▸ GIVEN TEXT
>>

Russia in the global ‘vaccine race’
During the second wave of the COVID-19 pandemic, Moscow has stepped up its activities in the global ‘vaccine race’ against SARS-CoV-2. So far Russia has registered two vaccines, which was announced by President Vladimir Putin himself. The presentation of Sputnik V, which the Russian government has branded as the ‘world’s first vaccine’, caused controversy from the very start, for both medical (as the clinical trial procedure was not completed) and ethical reasons (forcing ‘volunteers’ to take part in the tests). Foreign specialists, alongside the Russian medical community and the Russian public, have expressed scepticism about the insufficiently tested preparation. Despite this, the government is planning to carry out a mass campaign of public vaccination using Sputnik V and export this vaccine, mainly to developing countries.
Since the start of the pandemic, Moscow has viewed the vaccine’s registration as an important instrument of its foreign policy and of Russia’s soft power which will illustrate its ambition and determination to win the ‘vaccine race’ with the West. Alongside the element of prestige, the launch of the vaccine is also of major financial significance due to the high profits expected from its sale. For the global economy, the vaccine’s launch is an opportunity to reduce the losses triggered by the pandemic. Russia is mainly focusing on emerging markets, although Sputnik V will face strong competition there from Chinese-made vaccines.
Russian vaccines: ‘the first in the world’
The second wave of the COVID-19 pandemic building up in most countries has increased the pressure on governments and research institutes to develop an effective vaccine against SARS-CoV-2 as quickly as possible. In Russia, the second wave of the pandemic started in September 2020. Over the next month the number of infected individuals tripled, and by the end of October more than 17,000 cases were being diagnosed daily. At that time, the number of deaths doubled and reached nearly 300 daily (a total of nearly 25,000 Russians have died of COVID-19). In order to curb the spread of the disease, the government has launched measures to restore restrictions for selected groups of citizens (mainly seniors), although for the time being these restrictions have not been introduced on a large scale.
Moreover, laboratories have joined the fight against the virus. On 11 August 2020, President Putin announced that Russia was the first country to have registered a vaccine against SARS-CoV-2. It was developed by the Gamaleya National Centre of Epidemiology and Microbiology, which is supervised by the Ministry of Health, in cooperation with the Central Scientific Research Institute of the Russian Ministry of Defence. The preparation, referred to as Gam-COVID-Vac and given the trade name Sputnik V, is a vector-based vaccine in which a vector virus delivers the genetic instructions for SARS-CoV-2 antigens directly into patients’ cells, instructs them to make SARS-CoV-2 protein, and stimulates an immune response. The body then produces antibodies in response to the replication of these proteins. At the time of registration, the vaccine had only completed two phases of clinical trials. The 38 participants in both trials were volunteer subjects aged 18–60 (this was not a placebo-controlled trial). In addition, the vaccine is being introduced into general circulation on only a temporary basis (until 1 January 2021). At present, phase III of the clinical trial is ongoing; it is expected to cover 40,000 volunteers aged 18 and older. Once it is finished, the preparation should obtain full registration in December 2020.

<<

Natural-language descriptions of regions
>>

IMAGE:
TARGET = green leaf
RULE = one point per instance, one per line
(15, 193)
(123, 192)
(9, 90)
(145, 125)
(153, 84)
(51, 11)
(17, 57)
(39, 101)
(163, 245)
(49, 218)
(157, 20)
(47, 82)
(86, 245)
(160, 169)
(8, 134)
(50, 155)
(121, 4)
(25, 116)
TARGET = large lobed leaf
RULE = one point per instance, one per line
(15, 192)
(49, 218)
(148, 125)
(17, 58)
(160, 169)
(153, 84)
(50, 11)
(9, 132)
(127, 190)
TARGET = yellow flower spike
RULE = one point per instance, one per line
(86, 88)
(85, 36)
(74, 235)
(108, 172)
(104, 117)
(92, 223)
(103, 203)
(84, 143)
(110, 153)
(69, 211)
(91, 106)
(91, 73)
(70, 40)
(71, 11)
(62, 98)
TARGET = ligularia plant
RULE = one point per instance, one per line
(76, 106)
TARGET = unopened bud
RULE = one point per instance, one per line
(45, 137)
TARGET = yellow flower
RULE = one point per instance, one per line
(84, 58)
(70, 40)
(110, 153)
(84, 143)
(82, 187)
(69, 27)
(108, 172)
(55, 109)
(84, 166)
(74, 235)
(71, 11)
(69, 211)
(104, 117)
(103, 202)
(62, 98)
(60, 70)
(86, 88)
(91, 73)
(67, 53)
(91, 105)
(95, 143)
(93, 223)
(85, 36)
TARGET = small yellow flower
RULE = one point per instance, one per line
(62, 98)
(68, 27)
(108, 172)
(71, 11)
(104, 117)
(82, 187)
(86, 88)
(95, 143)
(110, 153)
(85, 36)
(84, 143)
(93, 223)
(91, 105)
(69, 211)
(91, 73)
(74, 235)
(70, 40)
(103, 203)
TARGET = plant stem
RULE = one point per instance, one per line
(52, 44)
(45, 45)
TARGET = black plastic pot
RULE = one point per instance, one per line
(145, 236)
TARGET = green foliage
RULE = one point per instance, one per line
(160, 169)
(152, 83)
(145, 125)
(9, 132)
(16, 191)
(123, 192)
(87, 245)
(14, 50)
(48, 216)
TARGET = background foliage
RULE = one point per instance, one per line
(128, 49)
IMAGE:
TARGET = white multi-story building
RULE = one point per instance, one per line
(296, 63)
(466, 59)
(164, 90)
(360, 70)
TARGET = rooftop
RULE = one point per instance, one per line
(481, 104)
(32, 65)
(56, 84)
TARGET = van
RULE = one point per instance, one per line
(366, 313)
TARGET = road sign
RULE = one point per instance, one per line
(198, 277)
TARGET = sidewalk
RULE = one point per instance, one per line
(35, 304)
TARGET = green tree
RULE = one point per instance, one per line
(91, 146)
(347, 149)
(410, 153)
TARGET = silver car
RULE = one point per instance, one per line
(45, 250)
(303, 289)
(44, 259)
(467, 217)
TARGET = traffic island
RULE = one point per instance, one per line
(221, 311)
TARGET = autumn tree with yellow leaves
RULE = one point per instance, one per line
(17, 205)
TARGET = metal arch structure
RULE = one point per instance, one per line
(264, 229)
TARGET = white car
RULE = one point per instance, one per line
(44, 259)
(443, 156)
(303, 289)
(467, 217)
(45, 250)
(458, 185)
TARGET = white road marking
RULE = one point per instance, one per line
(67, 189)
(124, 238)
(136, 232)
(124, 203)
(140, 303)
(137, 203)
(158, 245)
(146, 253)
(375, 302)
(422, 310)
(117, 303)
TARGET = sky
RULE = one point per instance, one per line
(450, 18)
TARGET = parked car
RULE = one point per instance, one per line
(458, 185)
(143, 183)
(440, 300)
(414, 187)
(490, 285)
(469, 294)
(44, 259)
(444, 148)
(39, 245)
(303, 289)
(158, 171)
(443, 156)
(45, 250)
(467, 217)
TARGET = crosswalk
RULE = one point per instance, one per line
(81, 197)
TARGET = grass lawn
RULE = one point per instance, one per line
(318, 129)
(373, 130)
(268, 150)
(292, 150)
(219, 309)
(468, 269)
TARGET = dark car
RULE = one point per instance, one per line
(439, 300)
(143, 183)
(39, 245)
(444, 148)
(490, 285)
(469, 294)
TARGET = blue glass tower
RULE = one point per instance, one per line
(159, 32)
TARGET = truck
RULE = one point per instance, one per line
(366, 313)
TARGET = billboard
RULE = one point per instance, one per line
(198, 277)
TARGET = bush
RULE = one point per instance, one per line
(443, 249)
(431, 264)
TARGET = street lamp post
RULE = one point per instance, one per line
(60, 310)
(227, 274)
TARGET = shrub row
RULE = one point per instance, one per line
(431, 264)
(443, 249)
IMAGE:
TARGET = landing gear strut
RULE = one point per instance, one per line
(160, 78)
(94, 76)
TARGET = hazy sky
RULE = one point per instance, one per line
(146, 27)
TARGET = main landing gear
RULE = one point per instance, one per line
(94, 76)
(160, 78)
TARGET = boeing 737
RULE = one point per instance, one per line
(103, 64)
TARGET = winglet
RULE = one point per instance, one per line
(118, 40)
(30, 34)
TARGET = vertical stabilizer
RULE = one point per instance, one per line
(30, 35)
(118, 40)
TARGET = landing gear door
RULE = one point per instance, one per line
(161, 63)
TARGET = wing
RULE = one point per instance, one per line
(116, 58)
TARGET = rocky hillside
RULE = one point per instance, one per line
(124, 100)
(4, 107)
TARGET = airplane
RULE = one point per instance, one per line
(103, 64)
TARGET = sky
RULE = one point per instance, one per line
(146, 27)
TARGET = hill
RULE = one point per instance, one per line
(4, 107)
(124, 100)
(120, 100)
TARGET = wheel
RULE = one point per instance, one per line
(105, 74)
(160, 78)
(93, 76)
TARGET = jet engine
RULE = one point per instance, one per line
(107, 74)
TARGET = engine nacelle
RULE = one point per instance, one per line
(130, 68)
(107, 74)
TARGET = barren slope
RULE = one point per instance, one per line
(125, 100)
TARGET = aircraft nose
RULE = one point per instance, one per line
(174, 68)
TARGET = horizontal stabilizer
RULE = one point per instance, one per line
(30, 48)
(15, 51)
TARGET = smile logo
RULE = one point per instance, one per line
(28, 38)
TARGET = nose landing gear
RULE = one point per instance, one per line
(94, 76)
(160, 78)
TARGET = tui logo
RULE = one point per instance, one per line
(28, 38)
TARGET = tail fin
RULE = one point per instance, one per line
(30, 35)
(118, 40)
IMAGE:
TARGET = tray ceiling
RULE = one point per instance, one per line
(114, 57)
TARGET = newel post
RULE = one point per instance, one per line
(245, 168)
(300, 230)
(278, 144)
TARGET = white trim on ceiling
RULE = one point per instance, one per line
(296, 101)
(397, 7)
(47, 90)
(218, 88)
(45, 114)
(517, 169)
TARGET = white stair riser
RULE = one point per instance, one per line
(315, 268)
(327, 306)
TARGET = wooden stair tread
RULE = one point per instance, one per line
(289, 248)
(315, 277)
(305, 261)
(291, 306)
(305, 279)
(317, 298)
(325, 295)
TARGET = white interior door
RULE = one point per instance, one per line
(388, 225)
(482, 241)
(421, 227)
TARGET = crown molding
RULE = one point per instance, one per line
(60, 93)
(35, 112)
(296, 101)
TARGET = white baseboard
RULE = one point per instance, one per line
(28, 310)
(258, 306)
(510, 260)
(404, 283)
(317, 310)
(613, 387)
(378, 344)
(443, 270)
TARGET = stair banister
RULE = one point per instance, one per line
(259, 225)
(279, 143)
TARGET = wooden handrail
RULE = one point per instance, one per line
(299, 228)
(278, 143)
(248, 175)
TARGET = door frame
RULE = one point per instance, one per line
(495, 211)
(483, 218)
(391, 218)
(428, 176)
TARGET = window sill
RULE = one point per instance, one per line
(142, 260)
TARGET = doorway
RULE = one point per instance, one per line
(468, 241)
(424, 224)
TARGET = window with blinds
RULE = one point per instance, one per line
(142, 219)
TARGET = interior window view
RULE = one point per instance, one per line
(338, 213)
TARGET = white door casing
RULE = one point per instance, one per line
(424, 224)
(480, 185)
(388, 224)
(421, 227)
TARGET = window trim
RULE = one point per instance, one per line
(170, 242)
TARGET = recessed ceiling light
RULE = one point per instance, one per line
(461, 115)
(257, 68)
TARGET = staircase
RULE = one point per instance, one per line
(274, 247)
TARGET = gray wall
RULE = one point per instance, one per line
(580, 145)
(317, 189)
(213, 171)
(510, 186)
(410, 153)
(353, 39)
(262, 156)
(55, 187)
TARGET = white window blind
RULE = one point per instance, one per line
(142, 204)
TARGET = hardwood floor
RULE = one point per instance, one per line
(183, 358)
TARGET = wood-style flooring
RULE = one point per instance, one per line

<<

▸ YOUR TASKS
**1.** According to the text on Russia in the vaccine race, how many participants took part in the first two phases of the Sputnik V clinical trials?
**2.** Continue the text on Russia in the global vaccine race, starting after its final sentence.

▸ ANSWERS BY ITEM
**1.** 38 volunteers aged 18–60.

**2.**
At present, around fifteen other vaccines are at a similar stage of development worldwide. Up to eight of them have been approved to take part in a phase-III clinical trial before the Russian vaccine: five vaccines developed by Western pharmaceutical companies and three by Chinese ones. For comparison, the European company AstraZeneca, in collaboration with the University of Oxford, carried out the vaccine’s phase-I and -II clinical trials with the participation of nearly 1100 subjects, whereas the Chinese company CanSino Biologics included more than 700 subjects in its phase-I and -II trials. Due to the fast spread of the pandemic, all pharmaceutical companies have reduced the duration of these two phases to around six months (instead of the usual two to four years).
Although the testing process has not yet been completed, public distribution of Sputnik V was launched in Russia as early as 8 September. Before obtaining full registration, the preparation will probably be made available to representatives of high-risk professions (including medical staff and teachers), and a mass vaccination campaign is to be launched next year.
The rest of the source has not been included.